Given entries
# # #

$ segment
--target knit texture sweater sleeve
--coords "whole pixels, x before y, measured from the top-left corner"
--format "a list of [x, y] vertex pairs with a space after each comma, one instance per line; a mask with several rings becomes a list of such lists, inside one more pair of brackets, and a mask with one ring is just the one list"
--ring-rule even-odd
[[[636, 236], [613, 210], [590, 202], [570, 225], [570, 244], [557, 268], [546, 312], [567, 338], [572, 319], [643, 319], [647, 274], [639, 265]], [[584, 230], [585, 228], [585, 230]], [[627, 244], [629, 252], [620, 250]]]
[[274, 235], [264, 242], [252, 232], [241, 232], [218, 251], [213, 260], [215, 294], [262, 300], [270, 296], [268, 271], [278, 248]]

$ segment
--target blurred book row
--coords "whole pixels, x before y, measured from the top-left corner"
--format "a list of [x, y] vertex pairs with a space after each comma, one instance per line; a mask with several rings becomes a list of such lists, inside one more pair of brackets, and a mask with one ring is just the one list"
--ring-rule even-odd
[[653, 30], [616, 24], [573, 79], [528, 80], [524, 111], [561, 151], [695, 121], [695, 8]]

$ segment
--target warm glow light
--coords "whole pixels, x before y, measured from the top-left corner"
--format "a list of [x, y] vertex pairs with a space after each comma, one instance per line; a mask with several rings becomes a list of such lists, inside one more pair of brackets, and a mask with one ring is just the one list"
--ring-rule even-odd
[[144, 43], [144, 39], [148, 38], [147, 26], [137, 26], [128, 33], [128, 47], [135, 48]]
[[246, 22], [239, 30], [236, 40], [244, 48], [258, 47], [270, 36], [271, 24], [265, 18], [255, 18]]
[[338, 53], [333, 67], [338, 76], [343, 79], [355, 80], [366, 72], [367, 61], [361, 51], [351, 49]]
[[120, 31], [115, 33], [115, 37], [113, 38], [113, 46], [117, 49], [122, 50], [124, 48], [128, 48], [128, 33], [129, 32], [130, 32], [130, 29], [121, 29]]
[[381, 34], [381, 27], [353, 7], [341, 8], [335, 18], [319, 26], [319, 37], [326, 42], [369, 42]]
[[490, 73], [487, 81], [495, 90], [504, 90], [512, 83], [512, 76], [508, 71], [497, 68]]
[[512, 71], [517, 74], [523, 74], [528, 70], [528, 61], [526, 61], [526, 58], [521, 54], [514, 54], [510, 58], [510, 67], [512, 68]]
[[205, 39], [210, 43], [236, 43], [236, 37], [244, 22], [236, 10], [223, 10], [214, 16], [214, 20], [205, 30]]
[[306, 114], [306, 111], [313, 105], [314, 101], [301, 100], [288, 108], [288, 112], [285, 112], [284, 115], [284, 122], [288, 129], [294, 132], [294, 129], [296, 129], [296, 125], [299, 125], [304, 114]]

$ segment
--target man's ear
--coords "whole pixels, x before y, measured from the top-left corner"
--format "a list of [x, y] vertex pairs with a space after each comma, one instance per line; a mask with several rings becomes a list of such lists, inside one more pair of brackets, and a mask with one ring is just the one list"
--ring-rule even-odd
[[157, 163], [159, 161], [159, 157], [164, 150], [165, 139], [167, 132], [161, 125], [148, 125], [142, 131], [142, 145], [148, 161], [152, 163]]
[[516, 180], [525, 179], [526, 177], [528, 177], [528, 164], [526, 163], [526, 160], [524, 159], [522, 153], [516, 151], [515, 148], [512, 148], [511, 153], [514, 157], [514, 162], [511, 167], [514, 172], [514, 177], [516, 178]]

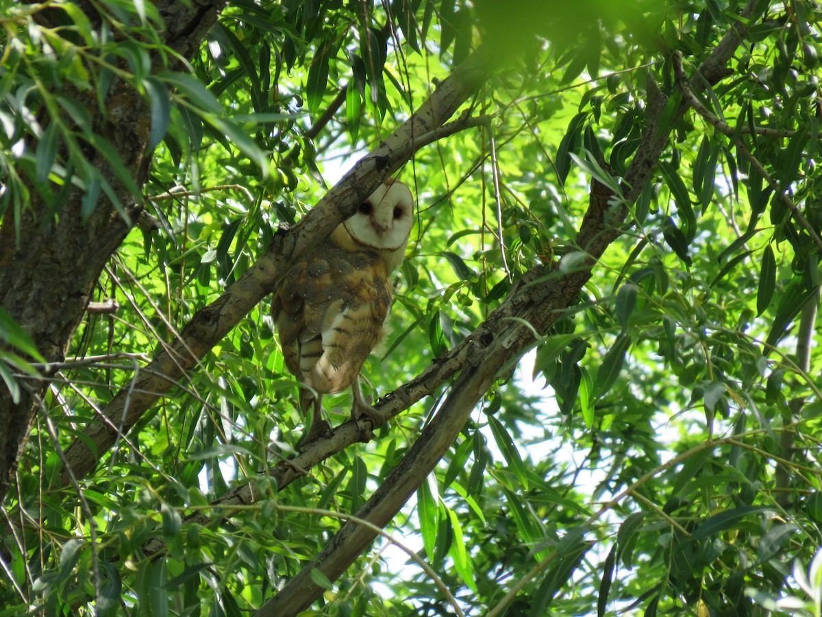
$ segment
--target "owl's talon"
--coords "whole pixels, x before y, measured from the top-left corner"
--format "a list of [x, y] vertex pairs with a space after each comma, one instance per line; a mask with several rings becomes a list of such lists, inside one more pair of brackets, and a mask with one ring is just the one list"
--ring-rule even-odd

# # #

Exercise requirements
Render all the rows above as one numbered list of lines, skipping any blank lines. Keep the pictures out of your answer.

Result of this task
1. $ segment
2. --target knit texture sweater sleeve
3. --coords "whole pixels, x before y, measured from the top-left corner"
4. --format "a list of [x, y] vertex pairs with a space after each comma, one instance per line; a mask with several rings becomes a list of such lists, inside one more pair of brackets, and a mask with one ring is just the one list"
5. --ring-rule even-odd
6. [[[636, 236], [613, 210], [590, 202], [570, 225], [570, 244], [557, 268], [546, 312], [567, 338], [572, 319], [643, 319], [647, 274], [639, 265]], [[584, 230], [585, 228], [585, 230]], [[627, 244], [629, 252], [620, 250]]]
7. [[274, 235], [264, 242], [252, 232], [241, 232], [218, 251], [213, 260], [215, 294], [262, 300], [270, 296], [268, 271], [278, 248]]
8. $ segment
9. --target blurred book row
10. --coords "whole pixels, x before y, measured from the top-left corner"
11. --format "a list of [x, y] vertex pairs with a space after each comma, one instance per line; a mask with several rings becomes a list of such lists, inside one more pair of brackets, and a mask with one ring is just the one list"
12. --ring-rule even-odd
13. [[653, 30], [616, 24], [573, 79], [528, 80], [524, 111], [561, 151], [695, 121], [695, 8]]
14. $ segment
15. --target warm glow light
16. --coords "whole pixels, x before y, measured from the top-left corner"
17. --format "a list of [x, y] vertex pairs with a space after each comma, one instance per line; a mask with several rings becomes a list of such lists, inside one more pair of brackets, and a mask with one ring is just the one list"
18. --ring-rule even-odd
19. [[144, 43], [144, 39], [148, 38], [147, 26], [137, 26], [128, 33], [128, 47], [135, 48]]
20. [[246, 22], [239, 30], [236, 40], [244, 48], [258, 47], [270, 36], [271, 24], [265, 18], [255, 18]]
21. [[338, 53], [333, 67], [338, 76], [343, 79], [355, 80], [366, 72], [367, 61], [361, 51], [351, 49]]
22. [[120, 31], [115, 33], [115, 37], [113, 38], [113, 46], [117, 49], [122, 50], [124, 48], [128, 48], [128, 33], [129, 32], [130, 32], [130, 29], [121, 29]]
23. [[381, 34], [381, 27], [353, 7], [341, 8], [335, 18], [319, 26], [319, 37], [326, 42], [369, 42]]
24. [[490, 73], [487, 81], [495, 90], [504, 90], [512, 83], [512, 76], [508, 71], [497, 68]]
25. [[512, 71], [517, 74], [523, 74], [528, 70], [528, 61], [526, 61], [526, 58], [521, 54], [514, 54], [510, 58], [510, 67], [512, 68]]
26. [[205, 39], [210, 43], [236, 43], [236, 37], [244, 22], [236, 10], [223, 10], [214, 16], [214, 20], [205, 30]]
27. [[306, 114], [306, 111], [313, 105], [314, 101], [301, 100], [288, 108], [288, 112], [285, 112], [284, 115], [284, 122], [288, 129], [294, 132], [294, 129], [296, 129], [296, 125], [299, 125], [304, 114]]
28. $ segment
29. --target man's ear
30. --coords "whole pixels, x before y, measured from the top-left corner"
31. --format "a list of [x, y] vertex pairs with a space after each comma, one instance per line; a mask with several rings becomes a list of such lists, inside one more pair of brackets, and a mask with one ring is just the one list"
32. --ring-rule even-odd
33. [[157, 163], [159, 161], [159, 157], [164, 150], [165, 139], [167, 132], [161, 125], [148, 125], [142, 131], [142, 145], [148, 161], [152, 163]]
34. [[516, 180], [525, 179], [526, 177], [528, 177], [528, 164], [526, 163], [526, 160], [524, 159], [522, 153], [516, 151], [515, 148], [512, 148], [511, 153], [514, 157], [514, 162], [511, 167], [514, 172], [514, 177], [516, 178]]
35. $ segment
36. --target "owl's talon"
37. --coords "whole pixels, x before y, measured from the top-left corner"
38. --format "a list of [x, y] vertex pairs with a space after each comma, one instance per line; a mask with several rings becomes a list of such lists, inside one more pair of brackets, and a mask with one ring is just the one list"
39. --ring-rule even-odd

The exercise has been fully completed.